Saved entries:
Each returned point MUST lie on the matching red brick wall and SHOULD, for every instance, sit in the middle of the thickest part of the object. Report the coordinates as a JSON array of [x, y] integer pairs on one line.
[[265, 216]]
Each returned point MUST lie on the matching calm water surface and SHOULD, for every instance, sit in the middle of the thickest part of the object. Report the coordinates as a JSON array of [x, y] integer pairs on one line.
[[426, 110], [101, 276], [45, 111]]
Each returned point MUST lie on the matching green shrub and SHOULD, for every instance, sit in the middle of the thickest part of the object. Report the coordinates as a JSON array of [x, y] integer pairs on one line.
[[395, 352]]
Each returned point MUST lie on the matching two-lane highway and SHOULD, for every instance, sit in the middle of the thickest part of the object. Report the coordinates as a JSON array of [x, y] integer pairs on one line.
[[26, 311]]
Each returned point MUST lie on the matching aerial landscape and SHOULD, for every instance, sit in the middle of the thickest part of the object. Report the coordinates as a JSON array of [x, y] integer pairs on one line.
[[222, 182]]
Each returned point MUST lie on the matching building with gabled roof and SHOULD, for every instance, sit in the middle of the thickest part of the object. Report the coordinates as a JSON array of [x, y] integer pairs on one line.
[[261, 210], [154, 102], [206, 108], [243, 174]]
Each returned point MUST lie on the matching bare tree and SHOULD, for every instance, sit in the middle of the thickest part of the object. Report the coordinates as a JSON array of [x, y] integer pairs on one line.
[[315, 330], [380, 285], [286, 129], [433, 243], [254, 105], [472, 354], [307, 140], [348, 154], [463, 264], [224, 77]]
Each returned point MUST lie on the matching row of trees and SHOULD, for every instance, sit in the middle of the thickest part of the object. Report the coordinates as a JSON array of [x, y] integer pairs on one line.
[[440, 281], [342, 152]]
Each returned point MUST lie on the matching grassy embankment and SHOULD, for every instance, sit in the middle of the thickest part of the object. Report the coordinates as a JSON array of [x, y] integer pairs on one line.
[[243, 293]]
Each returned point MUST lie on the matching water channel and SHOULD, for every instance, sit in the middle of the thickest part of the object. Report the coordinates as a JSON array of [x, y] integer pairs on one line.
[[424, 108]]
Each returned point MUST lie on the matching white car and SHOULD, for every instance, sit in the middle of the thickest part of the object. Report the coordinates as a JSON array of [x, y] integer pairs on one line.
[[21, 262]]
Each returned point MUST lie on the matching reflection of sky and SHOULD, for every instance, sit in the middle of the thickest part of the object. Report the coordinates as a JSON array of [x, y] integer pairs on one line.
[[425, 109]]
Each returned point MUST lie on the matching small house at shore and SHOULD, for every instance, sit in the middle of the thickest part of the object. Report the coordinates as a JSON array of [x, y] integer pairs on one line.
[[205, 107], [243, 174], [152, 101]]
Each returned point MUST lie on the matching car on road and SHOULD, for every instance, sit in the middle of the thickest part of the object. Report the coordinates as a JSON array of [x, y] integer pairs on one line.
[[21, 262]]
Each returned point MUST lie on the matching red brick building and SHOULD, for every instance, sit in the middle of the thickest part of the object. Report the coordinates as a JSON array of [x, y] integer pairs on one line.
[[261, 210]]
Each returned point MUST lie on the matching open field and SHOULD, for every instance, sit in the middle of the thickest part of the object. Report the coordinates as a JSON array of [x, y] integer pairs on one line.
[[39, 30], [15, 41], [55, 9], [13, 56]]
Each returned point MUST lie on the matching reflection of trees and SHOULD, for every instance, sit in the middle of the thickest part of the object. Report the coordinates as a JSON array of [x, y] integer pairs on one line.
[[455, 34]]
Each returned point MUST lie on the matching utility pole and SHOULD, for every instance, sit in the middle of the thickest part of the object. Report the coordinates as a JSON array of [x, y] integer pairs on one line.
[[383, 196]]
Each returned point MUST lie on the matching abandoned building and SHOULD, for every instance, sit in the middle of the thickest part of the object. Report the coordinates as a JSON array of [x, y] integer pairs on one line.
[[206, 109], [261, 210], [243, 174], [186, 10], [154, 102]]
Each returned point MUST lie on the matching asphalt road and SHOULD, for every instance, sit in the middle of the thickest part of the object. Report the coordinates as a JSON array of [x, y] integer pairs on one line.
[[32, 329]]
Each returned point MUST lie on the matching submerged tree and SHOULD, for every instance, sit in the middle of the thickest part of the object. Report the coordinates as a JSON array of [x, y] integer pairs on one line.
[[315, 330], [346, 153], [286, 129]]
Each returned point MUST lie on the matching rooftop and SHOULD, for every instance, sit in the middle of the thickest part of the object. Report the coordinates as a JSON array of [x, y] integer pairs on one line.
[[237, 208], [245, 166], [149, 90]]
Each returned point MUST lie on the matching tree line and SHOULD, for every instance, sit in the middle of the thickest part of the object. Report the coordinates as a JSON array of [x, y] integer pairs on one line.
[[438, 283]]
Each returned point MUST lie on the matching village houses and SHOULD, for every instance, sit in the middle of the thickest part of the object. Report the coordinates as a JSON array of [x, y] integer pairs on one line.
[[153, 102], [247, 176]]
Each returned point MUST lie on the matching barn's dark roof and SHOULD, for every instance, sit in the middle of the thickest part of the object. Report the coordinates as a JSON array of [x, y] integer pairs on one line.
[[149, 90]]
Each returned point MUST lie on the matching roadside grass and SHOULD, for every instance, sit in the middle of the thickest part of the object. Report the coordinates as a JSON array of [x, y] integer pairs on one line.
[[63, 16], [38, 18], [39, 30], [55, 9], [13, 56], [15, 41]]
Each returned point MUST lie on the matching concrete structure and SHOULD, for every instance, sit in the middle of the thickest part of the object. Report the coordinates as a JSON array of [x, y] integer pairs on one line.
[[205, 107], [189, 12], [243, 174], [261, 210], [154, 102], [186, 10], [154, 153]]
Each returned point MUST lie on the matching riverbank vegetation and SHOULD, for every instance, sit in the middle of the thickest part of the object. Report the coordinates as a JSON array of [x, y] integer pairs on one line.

## Directions for this task
A word-for-word restatement of the data above is required.

## Result of this exercise
Each returned point MUST lie on the matching red brick wall and SHOULD, for every instance, sit in the middle of the thickest part of the object. Report the coordinates as a JSON array of [x, y] integer pairs on one line.
[[265, 216]]
Each returned point MUST lie on the matching calm water surface and SHOULD, for every instance, sit in the middle of the thickest part of the object. Report the coordinates as a JSON array of [x, y] integer pairs on one line.
[[426, 110], [101, 276], [45, 111]]
Each returned point MUST lie on the matching green shrub and SHOULD, for every instance, sit in the middle of the thickest part of the object. Report the coordinates as a JSON array of [x, y] integer pairs on one line.
[[395, 352]]
Each returned point MUST lie on the matching two-lane highway and SHOULD, for every instance, sit in the middle of the thickest part of the object. Report the coordinates as a JSON array of [x, y] integer pairs on one line.
[[26, 311]]
Each returned point MUST lie on the matching aerial landscape and SHOULD, for every instance, sit in the middle of the thickest part of the object. Report the coordinates as a JSON array of [x, y] integer pairs on one line.
[[222, 182]]
Each returned point MUST lie on the matching building with gabled roof and SHOULD, for every instance, sit in the middle of the thickest part of the object. Report the coordinates as a JSON array of [x, y] integer pairs on one line.
[[261, 210], [154, 102], [206, 108], [243, 174]]
Each returned point MUST lie on the matching bare tree and SHOULD, for every instance, sit in the middle of the thickest part of the object. Report the coordinates as a JSON array of [x, y] integer pairs on one line.
[[315, 330], [380, 285], [286, 129], [433, 243], [254, 105], [472, 354], [307, 140], [348, 154], [463, 264], [224, 77]]
Each returned point MUST lie on the matching row of trees and SHOULD, for every instance, sit in the middle of the thickest part of the object. Report the coordinates as a JSON array of [x, y] integer pairs on one line.
[[440, 281], [342, 152]]
Each returned point MUST lie on the matching grassy embankment and SHOULD, for every instance, sit in the middle of the thickest part of the object. Report the coordinates as a JSON array of [x, y] integer pairs on one line.
[[243, 293]]
Each returned point MUST lie on the matching water channel and SHOULD, for every instance, sit in the middle of the thickest part of the object. Report the coordinates as a JSON array of [x, y] integer pairs on one line.
[[424, 108]]
Each returned point MUST lie on the matching white car and SHOULD, for every instance, sit in the middle of the thickest part of the object. Report the coordinates as a JSON array of [x, y] integer pairs on one line.
[[21, 262]]
Each returned point MUST lie on the matching reflection of sky and SHOULD, for every instance, sit in the middle of the thickest part of the object. Report the coordinates as a JSON array of [x, y] integer pairs on one line.
[[425, 109]]
Each returned point MUST lie on the matching small house at shore and SHOULD, for every instance, sit in the middle of the thickest part of the object. Report the coordinates as a JSON array of [x, y] integer pairs on one line.
[[205, 107], [243, 174], [152, 101]]
Each returned point MUST lie on the matching car on road and SHOULD, for every instance, sit in the middle of the thickest part of the object. Report the coordinates as a JSON array of [x, y] integer pairs on one line.
[[21, 262]]
Each returned point MUST lie on the matching red brick building and SHOULD, for every instance, sit in the middle of the thickest part of the object. Report the coordinates as a JSON array of [x, y] integer pairs on one line.
[[261, 210]]
Each returned point MUST lie on the matching open field and SHOULD, for every instance, sit in the middle of the thickest part of the object. Report the coordinates as a JSON array of [x, y] integer pairs on one line.
[[39, 30], [15, 41], [55, 9], [13, 56]]
Each returned point MUST lie on the matching reflection of trees and SHOULD, for every instance, sit in the middle of the thickest part of the object. Report the coordinates as a JSON array of [x, y] integer pairs on one line.
[[455, 34]]
Each returned point MUST lie on the matching utility pole and SHOULD, for every instance, sit in the middle of the thickest part of the object. Report the coordinates as a JSON array of [x, y] integer pairs on one line.
[[383, 196]]
Each returned point MUST lie on the matching abandoned building and SHOULD, for every instance, sit in the middle of the thickest part of the object. Report the coordinates as a JSON array of [x, y] integer pairs on one line.
[[206, 109], [261, 210], [243, 174], [186, 10], [154, 102]]
Each returned point MUST lie on the matching asphalt road and SHOULD, for every instance, sit in the middle of the thickest part of the object. Report the coordinates as a JSON array of [x, y] integer pairs on one line.
[[32, 329]]
Each returned point MUST lie on the matching submerged tree and SHOULD, for every instance, sit in the middle of the thickest part of the object. Report the coordinates as a JSON array of [x, y] integer pairs on one line.
[[315, 330], [346, 153], [286, 129]]
Each returned point MUST lie on the matching rooftop and SHOULD, for every instance, sit in the middle of the thickest part of the object. Report the coordinates as a JSON array of [x, y] integer pairs on one line.
[[237, 208], [245, 166], [149, 90]]
Each returned point MUST lie on the matching tree line and SHOULD, for every instance, sit in the middle of the thickest part of the object. Report the coordinates as a JSON array of [x, y] integer pairs on one line.
[[438, 283]]
Each returned point MUST lie on the matching village houses and SHOULD, for every instance, sit in the middle of the thickest part of the object. Report the coordinates as a JSON array of [x, y] integer pairs on one line.
[[153, 102], [247, 176]]
Each returned point MUST lie on the matching barn's dark roof and SHOULD, for every instance, sit in the middle of the thickest part of the object. Report the coordinates as a JSON array of [x, y] integer pairs on one line.
[[149, 90]]
Each returned point MUST lie on the matching roadside grass and SHOULD, for every instance, sit in the middle of the thickest part of the object. Report the coordinates as a JSON array of [x, y] integer pairs on one line.
[[63, 16], [38, 18], [39, 30], [55, 9], [13, 56], [15, 41]]
Each returned point MUST lie on the matching concrete structure and SHOULD, for every instance, sit in the middle of the thickest part of the object. Report the coordinates as a JSON array of [x, y] integer pairs on one line.
[[205, 107], [189, 12], [243, 174], [261, 210], [154, 102], [186, 10], [154, 153]]
Each returned point MUST lie on the matching riverbank vegetation and SHOULD, for every instance, sit in the middle of the thickest part of the object. Report the coordinates as a JSON array of [x, y] integer pairs on one line.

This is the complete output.